** begin Records for the task **
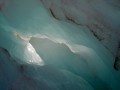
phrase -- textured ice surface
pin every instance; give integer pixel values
(40, 51)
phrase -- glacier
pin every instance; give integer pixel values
(59, 45)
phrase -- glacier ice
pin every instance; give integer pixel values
(59, 44)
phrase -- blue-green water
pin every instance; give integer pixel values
(54, 55)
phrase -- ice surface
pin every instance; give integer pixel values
** end Records for the task **
Output every line of the records above word for word, leaving out the pictures.

phrase -- textured ice surface
pin every instance; give integer pixel values
(40, 51)
phrase -- glacier
pin every instance; give integer pixel values
(59, 45)
phrase -- glacier ice
pin every instance; give integer pixel values
(59, 44)
phrase -- blue-green water
pin every instance; give integer pixel values
(54, 55)
phrase -- ice surface
pin every instance; give integer pixel values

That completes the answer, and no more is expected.